• Exercise 1
According to the Labor Day blog post, how many unemployed Americans does the Bureau of Labor Statistics count?
• Exercise 2
Pick up the Labor Day blog post after its final sentence and keep writing in the same voice.

• Extract provided
***

This post is reprinted from the APA Blog with permission from the American Planning Association, for which it was produced.

Labor Day Special

This is the first time since creating this blog that I have posted twice in one weekend. I have limited my posts to once a week, for the most part, because of the press of other business. This fall, as has been the case since 2008, that includes teaching a University of Iowa graduate class in the School of Urban and Regional Planning, “Planning for Disaster Mitigation and Recovery,” on top of existing duties, including extensive travel, with the American Planning Association. I have not wanted to establish a pace I could not maintain.

But I was struck this morning by a headline column in the Chicago Tribune Business section by Rex W. Huppke, titled, “Don’t demean jobless.” Huppke is generally a very well-balanced, thoughtful writer who does not engage in hyperbole. Nor do I believe he does so today. What he does is excoriate certain politicians for their own hyperbolic fulminations. While I was not present to hear the speeches of which he writes, I am fully inclined to accept the veracity of what he reports.

What he reports is that on August 26, in South Carolina, Rep. Steve King, an Iowa Republican, told supporters there that “more than 100 million Americans . . . . are simply not in the workforce” and compared them to stubborn children who refuse to do their chores. Huppke goes on to note that the Bureau of Labor Statistics counts 11.5 million unemployed Americans, with another million that have dropped out of the labor market. That is a tiny fraction of King’s number, which is nearly one-third of the entire American public, children included.

So where does King get such a number?

The only way to do so is to replicate the kind of colossal statistical assumption committed at one point, before a private audience, by 2012 Republican presidential candidate Mitt Romney, who noted that about 47 percent of the voters were beholden in some way to public handouts and thus likely to vote for his opponent. How so? You include everyone on a public pension, Social Security, unemployment, Medicare, Medicaid, and so on. There is no other way to compile such numbers, and Romney was quickly taken to task by numerous commentators at the time for the sheer arrogance that underlay his statement. You might think that the response to his comment might have cured others of such foolishness, but apparently not. Stay-at-home parents? Do your chores! Just got laid off when a factory moved overseas? What’s the matter with you?

***

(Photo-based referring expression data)
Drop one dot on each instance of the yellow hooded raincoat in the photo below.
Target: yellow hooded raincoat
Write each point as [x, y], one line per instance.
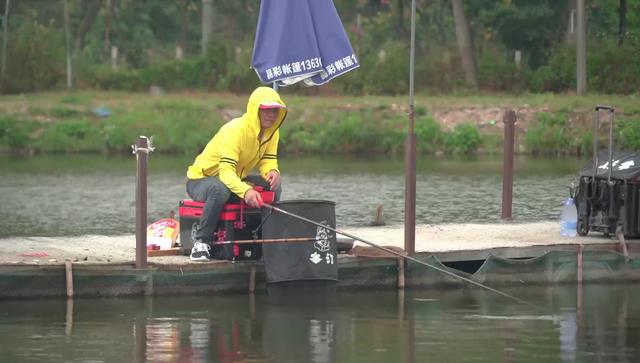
[235, 149]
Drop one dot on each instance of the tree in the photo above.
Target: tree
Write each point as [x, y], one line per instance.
[464, 43]
[207, 23]
[90, 9]
[622, 21]
[5, 37]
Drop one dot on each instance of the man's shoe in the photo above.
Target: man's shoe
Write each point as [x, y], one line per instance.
[200, 251]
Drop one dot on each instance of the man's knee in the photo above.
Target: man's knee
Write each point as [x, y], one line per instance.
[218, 191]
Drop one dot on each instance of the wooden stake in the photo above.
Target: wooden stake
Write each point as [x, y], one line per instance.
[579, 263]
[252, 279]
[69, 274]
[400, 273]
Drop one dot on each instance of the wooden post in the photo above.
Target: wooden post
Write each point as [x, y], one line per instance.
[579, 272]
[410, 151]
[68, 324]
[581, 50]
[252, 278]
[401, 273]
[142, 149]
[69, 274]
[509, 120]
[623, 244]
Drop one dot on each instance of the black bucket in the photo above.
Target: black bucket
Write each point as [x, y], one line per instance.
[293, 261]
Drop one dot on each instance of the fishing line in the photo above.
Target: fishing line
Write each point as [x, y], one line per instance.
[400, 255]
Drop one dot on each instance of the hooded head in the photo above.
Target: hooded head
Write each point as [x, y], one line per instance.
[266, 109]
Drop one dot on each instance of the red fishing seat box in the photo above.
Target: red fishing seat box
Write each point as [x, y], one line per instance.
[237, 221]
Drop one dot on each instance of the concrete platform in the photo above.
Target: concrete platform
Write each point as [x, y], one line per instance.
[495, 254]
[449, 241]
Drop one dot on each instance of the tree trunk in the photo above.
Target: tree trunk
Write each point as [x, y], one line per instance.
[622, 22]
[464, 43]
[570, 36]
[400, 19]
[90, 10]
[5, 37]
[67, 41]
[106, 44]
[581, 49]
[207, 23]
[184, 24]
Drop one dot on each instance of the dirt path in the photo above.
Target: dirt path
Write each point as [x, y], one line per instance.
[430, 238]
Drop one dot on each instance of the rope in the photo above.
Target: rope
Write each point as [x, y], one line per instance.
[401, 255]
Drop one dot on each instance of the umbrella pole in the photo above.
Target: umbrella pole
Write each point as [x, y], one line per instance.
[410, 159]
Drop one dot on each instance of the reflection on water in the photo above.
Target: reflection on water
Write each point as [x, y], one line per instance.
[76, 195]
[383, 326]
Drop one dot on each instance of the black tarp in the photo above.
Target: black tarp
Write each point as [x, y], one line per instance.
[626, 165]
[315, 260]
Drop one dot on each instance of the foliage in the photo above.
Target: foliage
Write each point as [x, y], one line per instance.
[496, 74]
[14, 133]
[34, 57]
[464, 139]
[70, 136]
[558, 75]
[629, 134]
[147, 33]
[428, 134]
[549, 135]
[609, 69]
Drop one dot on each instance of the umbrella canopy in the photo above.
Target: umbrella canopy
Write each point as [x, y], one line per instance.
[301, 40]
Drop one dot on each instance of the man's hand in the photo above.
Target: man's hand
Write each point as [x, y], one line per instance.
[273, 178]
[253, 198]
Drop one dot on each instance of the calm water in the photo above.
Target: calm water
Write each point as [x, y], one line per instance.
[76, 195]
[603, 325]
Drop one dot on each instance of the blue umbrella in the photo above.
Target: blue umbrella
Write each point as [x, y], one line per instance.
[301, 40]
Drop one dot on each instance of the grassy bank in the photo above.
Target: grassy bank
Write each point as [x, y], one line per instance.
[109, 122]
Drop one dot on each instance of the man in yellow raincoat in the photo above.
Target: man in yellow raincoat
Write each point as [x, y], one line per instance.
[242, 144]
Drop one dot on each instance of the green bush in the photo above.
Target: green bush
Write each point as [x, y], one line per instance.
[14, 133]
[613, 69]
[630, 134]
[35, 54]
[70, 136]
[549, 135]
[496, 74]
[464, 139]
[558, 75]
[428, 134]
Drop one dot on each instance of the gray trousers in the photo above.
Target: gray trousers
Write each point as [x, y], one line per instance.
[215, 194]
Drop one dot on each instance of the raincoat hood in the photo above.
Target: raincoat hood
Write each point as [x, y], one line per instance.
[264, 95]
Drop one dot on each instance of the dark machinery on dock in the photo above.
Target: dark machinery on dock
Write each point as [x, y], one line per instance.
[608, 192]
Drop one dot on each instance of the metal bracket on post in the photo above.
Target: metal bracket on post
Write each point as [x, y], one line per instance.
[141, 149]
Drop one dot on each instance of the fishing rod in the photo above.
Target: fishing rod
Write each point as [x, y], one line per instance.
[269, 206]
[271, 240]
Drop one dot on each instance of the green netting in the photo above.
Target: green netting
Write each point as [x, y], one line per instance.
[353, 272]
[557, 267]
[418, 274]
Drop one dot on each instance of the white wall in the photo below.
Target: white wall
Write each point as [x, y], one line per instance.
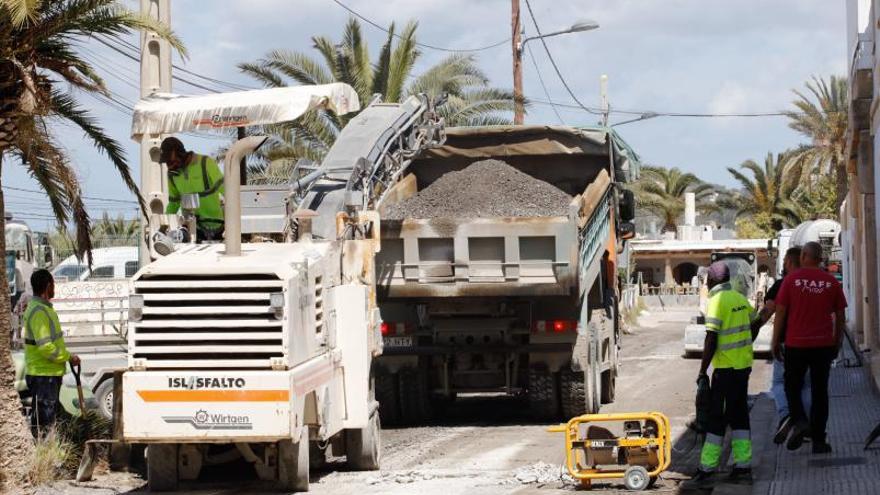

***

• Written response 1
11.5 million

• Written response 2
Now let’s get serious. I know, that’s a challenge in a political environment that actually honors such discourse. If you want to bank on anecdotal evidence, we all know of people, young and old, who never quite learned how to accept responsibility and are happy to live off others. Some are the children of relatively affluent but overly indulgent parents. I know of such people. But I also know that they are a tiny fraction of the people I know because they represent a tiny fraction of the American public as well, nowhere near the numbers people like Rep. King  toss around in such careless speeches. Then there are millions of elderly, living in whole or in part on Social Security, who simply retired because they had reached a point in their life where they were entitled to claim some benefit from the money they had paid into retirement benefits over decades of work. If they are deadbeats—and they must be included to get to King’s numbers—then so are we all, or at least the vast majority of us. So is my wife, a retired school teacher, one among many slowly but steadily being pushed out of the Chicago Public Schools. Me? Healthy and busy for now, but who knows? The day may come when I have to stop. I could become sick or disabled, as can anyone else. But I will certainly not apologize to the likes of King and Joyce if that day arrives. After all, when their constituents tire of them, or they retired, they will have their congressional pension.

And speaking of Congress, it’s time they start doing the chores for which they are already getting paid. That includes doing some honest research before spouting off.